**Written task a**
Copy the dataset excerpt below line for line, leaving out the picture.
■ ■ ■
46      Schedule 2 of the PDA Agreement under ‘Standards and Procedures’ provides, in brief, that Keen is to verify an applicant ‘has successfully completed the approved Unit of Competency Module relevant to the class of vehicle and retain the Statement of Attainment’.

47      Thereafter, Keen is to assess an applicant against the HC or MC competency standard, relevant to the vehicle type set out on the Department’s website to assess the ability of the applicant to demonstrate that they possess the ability to perform correct driving practices. The PDA Agreement provides the assessment criteria.

48      Upon completion of a PDA, Keen provides the applicant with a Certificate of Competency.

49      The service specifications in the PDA Agreement are prescriptive about how the PDA is to be conducted. Further, sch 3 to sch 5 set out the assessors’ requirements for HR, HC and MC driving licences and, in summary, the assessor is required to have three AQF units of competency, an unrestricted licence in the relevant class of licence, and be approved by the Department.

Mal Davey

50      Keen adduced evidence from Mr Mal Davey (Mr Davey), Director of Commercial Management, Driver and Vehicle Services for the Department. Mr Davey manages the commercial relationship between the Department and PDA contracts.

51      Mr Davey’s evidence is similar to Mr Keen in that he confirmed the Department requires:

(a)     PDA for an MC ‘licence to be conducted by one of its authorised providers’ (who is also a RTO);

(b)     PDA for HR and HC licences can ‘be conducted by one of its authorised providers’ or an assessor ‘employed by the Department’; and

(c)     PDA for MR and LR licences to be conducted ‘by a driving assessor employed by the Department’.[xxx]

52      Therefore, exclusivity of conducting PDA by an authorised provider is in relation to MC licences only. All other heavy truck licence PDA can be conducted by an authorised assessor or a driving assessor employed by the Department.

53      Mr Davey’s evidence is otherwise consistent with [39]  above.

54      Other than for an MC licence, at its most basic, for any other heavy vehicle driver’s licence a person can be supervised by a friend who holds the relevant licence for the requisite period of time and present for a PDA at the Department. If the person successfully completes the PDA, the Department will issue the relevant heavy vehicle driver’s licence.[xxxi]

Mr Clifford-Smith

55      Mr Clifford-Smith was employed by Keen from 24 July 2015 to 2 October 2019 as a full-time instructor and assessor working from Monday to Thursday and paid at the rate of $35 per hour.[xxxii]

56      Mr Clifford-Smith is an authorised assessor for the Department.[xxxiii]

57      According to Mr Keen, Mr Clifford-Smith was engaged predominantly to provide supervision to learner driver’s wanting to obtain a MR or LR driver’s licence. This involved a four hour engagement, of which three hours was supervised driving by Mr Clifford-Smith and a one hour PDA conducted by an assessor employed by the Department. Mr Clifford-Smith had no engagement with the learner driver during the PDA conducted by the Department.[xxxiv]

58      Mr Clifford-Smith also supervised HR driving sessions from time to time and undertook assessments of learner drivers who had been supervised by other driving instructors employed by Keen.[xxxv]

59      Save for noting the standard of performance of the learner driver during each session, Mr Clifford-Smith did not: [xxxvi]

  • undertake any classroom instruction;
  • present any course;
  • undertake any preparation prior to the driving sessions; and
  • have any ongoing liaison with any learner driver or carry out any administrative duties.
■ ■ ■
**Written task b**
According to the passage on heavy vehicle licence assessments, what four things did Mr Clifford-Smith not do?

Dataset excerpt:
■ ■ ■
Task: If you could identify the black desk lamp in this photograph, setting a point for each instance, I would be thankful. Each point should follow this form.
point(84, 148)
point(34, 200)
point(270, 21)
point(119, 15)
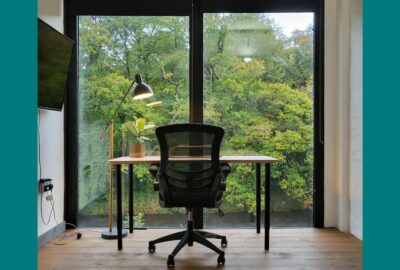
■ ■ ■
**Worked solution a**
Task: If you could identify the black desk lamp in this photograph, setting a point for each instance, I would be thankful. Each point should follow this form.
point(84, 148)
point(34, 200)
point(270, 21)
point(119, 15)

**Worked solution b**
- Undertake any classroom instruction
- Present any course
- Undertake any preparation prior to the driving sessions
- Have any ongoing liaison with any learner driver or carry out any administrative duties